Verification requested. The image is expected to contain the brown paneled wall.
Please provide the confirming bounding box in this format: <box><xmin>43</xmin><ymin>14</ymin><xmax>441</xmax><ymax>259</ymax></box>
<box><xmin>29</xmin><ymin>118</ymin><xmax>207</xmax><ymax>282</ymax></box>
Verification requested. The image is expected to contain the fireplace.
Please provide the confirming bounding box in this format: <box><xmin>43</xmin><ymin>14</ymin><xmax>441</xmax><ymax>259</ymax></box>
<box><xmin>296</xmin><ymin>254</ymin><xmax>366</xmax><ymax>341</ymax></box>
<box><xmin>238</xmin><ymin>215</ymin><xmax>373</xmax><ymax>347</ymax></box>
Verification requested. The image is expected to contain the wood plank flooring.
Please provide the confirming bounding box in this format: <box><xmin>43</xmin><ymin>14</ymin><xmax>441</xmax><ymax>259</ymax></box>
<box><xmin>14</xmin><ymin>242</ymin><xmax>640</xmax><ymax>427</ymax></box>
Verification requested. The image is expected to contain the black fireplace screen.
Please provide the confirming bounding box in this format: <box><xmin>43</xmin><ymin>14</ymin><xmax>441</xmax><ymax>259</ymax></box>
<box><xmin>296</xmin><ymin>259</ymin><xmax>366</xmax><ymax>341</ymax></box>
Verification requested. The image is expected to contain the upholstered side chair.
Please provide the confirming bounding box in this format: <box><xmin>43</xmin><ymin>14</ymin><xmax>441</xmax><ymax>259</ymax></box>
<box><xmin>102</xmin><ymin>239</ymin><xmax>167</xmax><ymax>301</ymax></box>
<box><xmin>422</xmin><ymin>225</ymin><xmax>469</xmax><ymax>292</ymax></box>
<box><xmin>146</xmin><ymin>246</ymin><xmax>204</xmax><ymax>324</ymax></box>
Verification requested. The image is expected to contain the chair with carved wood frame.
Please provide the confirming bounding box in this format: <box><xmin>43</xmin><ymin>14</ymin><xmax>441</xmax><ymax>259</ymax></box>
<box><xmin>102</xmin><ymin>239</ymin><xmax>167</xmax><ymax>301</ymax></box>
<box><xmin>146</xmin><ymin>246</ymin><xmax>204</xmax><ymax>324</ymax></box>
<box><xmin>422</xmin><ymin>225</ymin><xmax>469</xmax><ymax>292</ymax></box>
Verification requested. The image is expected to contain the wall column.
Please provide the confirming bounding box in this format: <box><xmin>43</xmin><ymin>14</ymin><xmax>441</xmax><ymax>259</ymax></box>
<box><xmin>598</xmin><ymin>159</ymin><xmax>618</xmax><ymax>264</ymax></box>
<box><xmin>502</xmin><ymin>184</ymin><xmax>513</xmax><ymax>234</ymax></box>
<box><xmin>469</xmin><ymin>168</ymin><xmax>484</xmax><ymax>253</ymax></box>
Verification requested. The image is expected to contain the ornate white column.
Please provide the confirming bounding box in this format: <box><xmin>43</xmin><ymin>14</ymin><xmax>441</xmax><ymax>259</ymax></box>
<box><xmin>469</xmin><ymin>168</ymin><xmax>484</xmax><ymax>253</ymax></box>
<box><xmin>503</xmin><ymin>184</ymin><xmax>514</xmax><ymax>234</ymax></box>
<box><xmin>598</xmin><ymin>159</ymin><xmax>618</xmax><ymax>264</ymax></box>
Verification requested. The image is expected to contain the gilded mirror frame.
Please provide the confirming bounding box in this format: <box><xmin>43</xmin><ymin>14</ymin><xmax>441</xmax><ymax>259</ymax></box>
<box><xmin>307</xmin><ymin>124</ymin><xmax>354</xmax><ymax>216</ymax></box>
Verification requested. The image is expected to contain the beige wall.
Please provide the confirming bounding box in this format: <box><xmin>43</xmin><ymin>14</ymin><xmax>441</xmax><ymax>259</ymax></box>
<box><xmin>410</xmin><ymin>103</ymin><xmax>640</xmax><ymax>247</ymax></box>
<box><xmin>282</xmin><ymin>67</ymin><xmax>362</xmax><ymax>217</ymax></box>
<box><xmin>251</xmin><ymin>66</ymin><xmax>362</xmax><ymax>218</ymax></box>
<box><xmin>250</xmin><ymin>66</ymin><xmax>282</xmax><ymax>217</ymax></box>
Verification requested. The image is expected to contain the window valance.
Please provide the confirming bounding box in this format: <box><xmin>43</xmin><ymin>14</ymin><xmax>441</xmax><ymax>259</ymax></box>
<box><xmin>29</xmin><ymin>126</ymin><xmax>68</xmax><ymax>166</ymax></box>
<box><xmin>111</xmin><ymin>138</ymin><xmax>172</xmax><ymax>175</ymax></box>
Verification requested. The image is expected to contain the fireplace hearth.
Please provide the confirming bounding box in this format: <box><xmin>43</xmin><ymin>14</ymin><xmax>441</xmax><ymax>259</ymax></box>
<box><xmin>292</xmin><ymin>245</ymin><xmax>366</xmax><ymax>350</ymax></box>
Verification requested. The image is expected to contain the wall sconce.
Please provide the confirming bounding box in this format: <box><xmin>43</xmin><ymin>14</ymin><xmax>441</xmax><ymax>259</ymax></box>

-=-=-=-=-

To be done:
Identify each line of the data above that contains the word "column" and copy every such line.

Correct response:
Verification requested. The image is expected to contain the wall column.
Verification requested. The image is expected to contain the ornate white column.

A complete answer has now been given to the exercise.